#### [EXERCISE]
Recast every line of the records below as a numbered list, leaving out blank lines. Do not include any pictures in your answer.

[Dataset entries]
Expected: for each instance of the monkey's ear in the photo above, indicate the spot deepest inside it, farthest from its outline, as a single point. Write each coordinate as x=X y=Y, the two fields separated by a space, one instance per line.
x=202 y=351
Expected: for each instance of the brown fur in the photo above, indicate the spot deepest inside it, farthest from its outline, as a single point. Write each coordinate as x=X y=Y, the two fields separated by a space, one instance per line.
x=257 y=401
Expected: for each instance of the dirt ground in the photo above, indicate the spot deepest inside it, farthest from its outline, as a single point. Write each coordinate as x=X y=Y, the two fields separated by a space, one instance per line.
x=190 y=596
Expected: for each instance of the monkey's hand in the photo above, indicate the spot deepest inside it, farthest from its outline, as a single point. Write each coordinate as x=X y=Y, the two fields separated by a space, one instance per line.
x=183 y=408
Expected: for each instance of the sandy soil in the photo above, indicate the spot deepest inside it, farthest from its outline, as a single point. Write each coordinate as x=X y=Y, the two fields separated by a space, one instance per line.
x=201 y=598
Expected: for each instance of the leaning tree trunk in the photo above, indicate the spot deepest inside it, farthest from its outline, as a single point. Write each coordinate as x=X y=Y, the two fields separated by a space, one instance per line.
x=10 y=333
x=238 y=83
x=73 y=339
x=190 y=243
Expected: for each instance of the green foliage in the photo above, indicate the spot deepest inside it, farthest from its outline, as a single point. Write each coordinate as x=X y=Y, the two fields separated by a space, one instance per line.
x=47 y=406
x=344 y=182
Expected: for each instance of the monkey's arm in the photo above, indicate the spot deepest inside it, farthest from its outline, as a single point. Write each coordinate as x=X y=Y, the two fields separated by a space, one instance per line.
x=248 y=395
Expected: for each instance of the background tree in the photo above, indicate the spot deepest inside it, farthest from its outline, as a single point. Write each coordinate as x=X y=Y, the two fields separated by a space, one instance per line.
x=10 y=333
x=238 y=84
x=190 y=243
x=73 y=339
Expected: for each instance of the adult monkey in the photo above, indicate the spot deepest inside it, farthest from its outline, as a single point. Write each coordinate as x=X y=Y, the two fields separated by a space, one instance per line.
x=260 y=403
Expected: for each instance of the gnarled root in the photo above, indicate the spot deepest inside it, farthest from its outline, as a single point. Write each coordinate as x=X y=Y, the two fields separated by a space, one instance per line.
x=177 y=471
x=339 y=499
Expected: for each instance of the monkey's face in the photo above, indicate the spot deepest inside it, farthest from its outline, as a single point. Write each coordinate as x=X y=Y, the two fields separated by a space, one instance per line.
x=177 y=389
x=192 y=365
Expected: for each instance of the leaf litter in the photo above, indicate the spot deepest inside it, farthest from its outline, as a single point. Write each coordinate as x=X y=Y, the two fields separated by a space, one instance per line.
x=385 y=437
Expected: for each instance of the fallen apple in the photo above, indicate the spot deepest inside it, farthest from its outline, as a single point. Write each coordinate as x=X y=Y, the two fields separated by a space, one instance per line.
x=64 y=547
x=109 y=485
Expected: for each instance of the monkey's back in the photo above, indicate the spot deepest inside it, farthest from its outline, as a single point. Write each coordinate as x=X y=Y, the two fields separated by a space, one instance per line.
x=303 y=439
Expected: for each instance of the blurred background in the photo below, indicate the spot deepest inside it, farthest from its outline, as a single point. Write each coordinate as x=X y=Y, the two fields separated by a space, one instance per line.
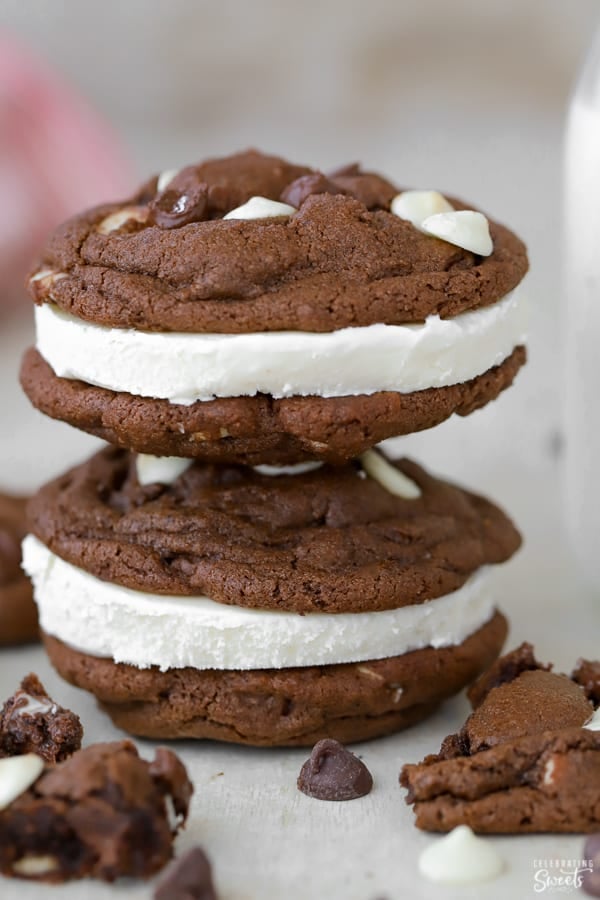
x=465 y=97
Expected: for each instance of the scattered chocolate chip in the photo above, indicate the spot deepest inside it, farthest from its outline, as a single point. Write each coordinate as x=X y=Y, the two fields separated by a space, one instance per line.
x=590 y=881
x=587 y=674
x=333 y=773
x=296 y=193
x=188 y=878
x=31 y=722
x=184 y=200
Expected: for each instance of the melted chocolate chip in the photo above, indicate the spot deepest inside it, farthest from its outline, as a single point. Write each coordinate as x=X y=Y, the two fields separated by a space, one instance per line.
x=183 y=201
x=333 y=773
x=188 y=878
x=296 y=193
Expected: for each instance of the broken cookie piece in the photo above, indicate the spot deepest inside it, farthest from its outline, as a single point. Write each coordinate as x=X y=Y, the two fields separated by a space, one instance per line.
x=31 y=722
x=524 y=760
x=104 y=813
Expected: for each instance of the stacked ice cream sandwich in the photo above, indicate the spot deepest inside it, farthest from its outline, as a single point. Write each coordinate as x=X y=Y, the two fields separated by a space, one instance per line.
x=241 y=564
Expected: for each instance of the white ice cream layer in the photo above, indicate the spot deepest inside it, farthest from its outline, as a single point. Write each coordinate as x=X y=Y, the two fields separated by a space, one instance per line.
x=105 y=619
x=183 y=368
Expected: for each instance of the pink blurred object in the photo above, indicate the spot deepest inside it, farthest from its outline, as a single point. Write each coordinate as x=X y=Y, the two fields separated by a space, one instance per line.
x=57 y=156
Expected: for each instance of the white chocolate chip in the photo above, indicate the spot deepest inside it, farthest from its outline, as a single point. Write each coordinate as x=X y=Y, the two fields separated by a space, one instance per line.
x=593 y=724
x=165 y=178
x=464 y=228
x=121 y=217
x=160 y=469
x=549 y=771
x=17 y=773
x=33 y=706
x=460 y=858
x=388 y=476
x=261 y=208
x=416 y=206
x=297 y=469
x=370 y=673
x=31 y=866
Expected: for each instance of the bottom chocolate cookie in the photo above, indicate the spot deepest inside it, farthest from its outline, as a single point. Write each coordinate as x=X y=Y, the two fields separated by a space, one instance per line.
x=257 y=429
x=281 y=707
x=18 y=614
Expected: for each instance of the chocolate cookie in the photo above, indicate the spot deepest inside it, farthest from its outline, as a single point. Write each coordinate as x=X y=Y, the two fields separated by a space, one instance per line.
x=103 y=813
x=281 y=707
x=332 y=539
x=18 y=615
x=341 y=259
x=257 y=429
x=251 y=310
x=526 y=760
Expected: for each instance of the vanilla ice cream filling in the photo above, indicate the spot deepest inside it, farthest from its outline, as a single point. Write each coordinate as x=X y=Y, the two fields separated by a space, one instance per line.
x=105 y=619
x=184 y=368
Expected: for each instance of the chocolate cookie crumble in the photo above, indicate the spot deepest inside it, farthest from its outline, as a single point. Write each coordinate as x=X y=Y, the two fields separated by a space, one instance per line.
x=31 y=722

#### [RIGHT ANSWER]
1. Expected: for each instance of the monkey's ear in the photo above, indicate the spot deepest inside it, farthest from its outline, as a single point. Write each coordinate as x=X y=Y, the two fields separated by a space, one instance per line.
2. x=202 y=351
3. Expected: for each instance of the brown fur in the photo above, indicate the spot deepest inside it, farthest from its outline, as a single point. Write each coordinate as x=X y=Y, the two fields separated by a space, one instance per line.
4. x=257 y=401
5. Expected: for each instance of the dirt ground in the photo above, indicate the spot deepest inside it, farthest from its outline, as a single point. Write each coordinate as x=X y=Y, the two fields separated by a space, one instance per line.
6. x=190 y=596
7. Expected: for each instance of the monkey's hand in the photo above, indicate the spot deepest inside it, farthest from its outline, as a single point. Write each coordinate as x=X y=Y, the two fields separated by a space, one instance per line.
8. x=183 y=408
9. Expected: for each instance of the sandy soil in the photo above, indicate the spot deepest inside it, farthest from its outline, as a single point. Write each coordinate as x=X y=Y, the two fields separated by a space, one instance per line.
10. x=201 y=598
11. Expected: for each instance of the leaning tree trunk in the photo above, indicate the spot deepest inside it, farthest from its outline, as a single point. Write each coordinate as x=X y=Y, the two fields separated by a space, one instance per line.
12. x=10 y=333
13. x=238 y=83
14. x=73 y=339
15. x=190 y=243
16. Expected: for each instance of the green foliage in the photo above, indicate the spot deepest inside it, farthest from its outline, as a single point. Write each coordinate as x=X y=Y, the two fields separated by a space, one instance per line.
17. x=47 y=406
18. x=344 y=182
19. Expected: for each instance of the monkey's arm in the photo above, indicate the spot deepest inside it, farthest from its outline, as a single point. Write each coordinate as x=X y=Y, the two fields separated by a space, one instance per line.
20. x=248 y=395
21. Expected: for each instance of the background tree in the photo above, indicate the spot deepest inside it, farthest from its outline, as a single point. Write each coordinate as x=X y=Y, the two fields separated by a space, one instance per line.
22. x=10 y=333
23. x=238 y=84
24. x=190 y=243
25. x=73 y=339
26. Expected: for each instance of the adult monkey in the photo above, indicate the spot deepest inside it, farthest from its outline, as a single point. Write each coordinate as x=X y=Y, the two fields separated by a space, one instance per line.
27. x=260 y=403
28. Expected: for each instance of the gnarled root in the photo above, indicate the spot deepest inside it, farthest from its outline, as a single point. Write each coordinate as x=X y=Y, the two fields separated by a space, one instance per line.
29. x=177 y=471
30. x=339 y=499
31. Expected: for each instance of the monkey's face in the photo above, indicate the spot deepest inside it, farthest from its outline, as a single point. Write each coordinate as x=X y=Y, the two fields separated by a space, one instance per line.
32. x=177 y=389
33. x=192 y=365
34. Expected: for each instance of the leaf litter in the photo above, indicate the spot deepest inside it, farthest from its outline, as a single point. Write each coordinate as x=X y=Y, the two fields separated by a space, one instance per line.
35. x=385 y=437
36. Expected: for each instance of the fallen apple in the photo above, indicate the spot deepest inside it, farthest from its outline, as a single point. Write each coordinate as x=X y=Y, the two fields separated by a space, one instance per line.
37. x=64 y=547
38. x=109 y=485
39. Expected: for each instance of the monkey's back in the photo above, indicate the spot deepest inside it, farthest from its outline, as a single point. Write each coordinate as x=X y=Y, the two fields separated by a space, one instance per line.
40. x=303 y=439
41. Expected: for each instance of the blurred background in the photo below, indicate the spot deepest inside it, farthest from its outline, as a single point. Write each coordinate as x=X y=Y, the two fields separated by a space, one instance per line.
42. x=465 y=97
43. Expected: for each instance of the scattered chocolate chip in the photo above, indicate the spot deepest inside it, farthest from its outline, as a single point. Write each coordinate as x=X y=Y, the two fields separated by a space, one instance per line.
44. x=590 y=881
45. x=587 y=674
46. x=333 y=773
47. x=296 y=193
48. x=188 y=878
49. x=31 y=722
50. x=184 y=200
51. Expected: for each instance of the melted chocolate chip in the photo above, indicate the spot deepest inside it, farthest from its outline, as a single point. Write each coordinate as x=X y=Y, the two fields separated by a space, one instance per line.
52. x=183 y=201
53. x=333 y=773
54. x=188 y=878
55. x=296 y=193
56. Expected: for each instance of the broken cookie piece in the photo above, indicate the spot deepest inside it, farthest from its outline, as a single point. Write each coordinate as x=X y=Y, the two fields separated by a space, one instance per line.
57. x=31 y=722
58. x=524 y=760
59. x=104 y=813
60. Expected: for each instance of the stacked ice cream sandwich in the photo above, indicate the spot deepest inside it, farthest from its outline, as a single point. Write each coordinate as x=X y=Y, the two fields separated by a space, one instance per line.
61. x=241 y=564
62. Expected: for each instance of the white ice cream layer in the photo above, indicate the spot deepest inside it, farthest from its outline, as a single point. Write each coordinate as x=X y=Y, the two fields separated by a space, one instance per line.
63. x=105 y=619
64. x=183 y=368
65. Expected: for each instance of the pink blurred object in the photo above, indicate the spot deepest inside it, farthest from its outline, as a single point. Write each coordinate as x=X y=Y, the two fields separated by a space, one instance per line.
66. x=57 y=156
67. Expected: for each instance of the white chocolate chip in the photo above, indicate the spot deepest inside it, farthest from its outline, as a single point. Write each coordinate as x=X y=Y, the two fields separated by a space, one instance per line.
68. x=593 y=724
69. x=165 y=178
70. x=464 y=228
71. x=121 y=217
72. x=160 y=469
73. x=549 y=771
74. x=17 y=773
75. x=33 y=706
76. x=460 y=858
77. x=388 y=476
78. x=261 y=208
79. x=416 y=206
80. x=297 y=469
81. x=370 y=673
82. x=31 y=866
83. Expected: for each instance of the bottom chocolate cookie in the photo above, indicate the spot deepest inside it, farthest from its outline, as a single point. Write each coordinate as x=X y=Y, the two fields separated by a space, one instance per line.
84. x=257 y=429
85. x=281 y=707
86. x=18 y=614
87. Expected: for each instance of the chocolate cookie in the photo above, indicate the spot deepest inside it, farthest from its outline, as a single point. Write each coordinate as x=X y=Y, the two fields separated by a space, one instance per line.
88. x=103 y=813
89. x=281 y=707
90. x=332 y=539
91. x=18 y=615
92. x=341 y=259
93. x=257 y=429
94. x=251 y=310
95. x=526 y=760
96. Expected: for each instance of the vanilla ice cream filling in the photo above, indicate the spot deepest inside it, farthest from its outline, as a single point. Write each coordinate as x=X y=Y, the two fields separated by a space, one instance per line.
97. x=105 y=619
98. x=184 y=368
99. Expected: for each instance of the chocolate cookie crumble in the photo above, indicate the spot deepest inside it, farthest from its outline, as a single point. Write each coordinate as x=X y=Y, the two fields separated by a space, one instance per line.
100. x=31 y=722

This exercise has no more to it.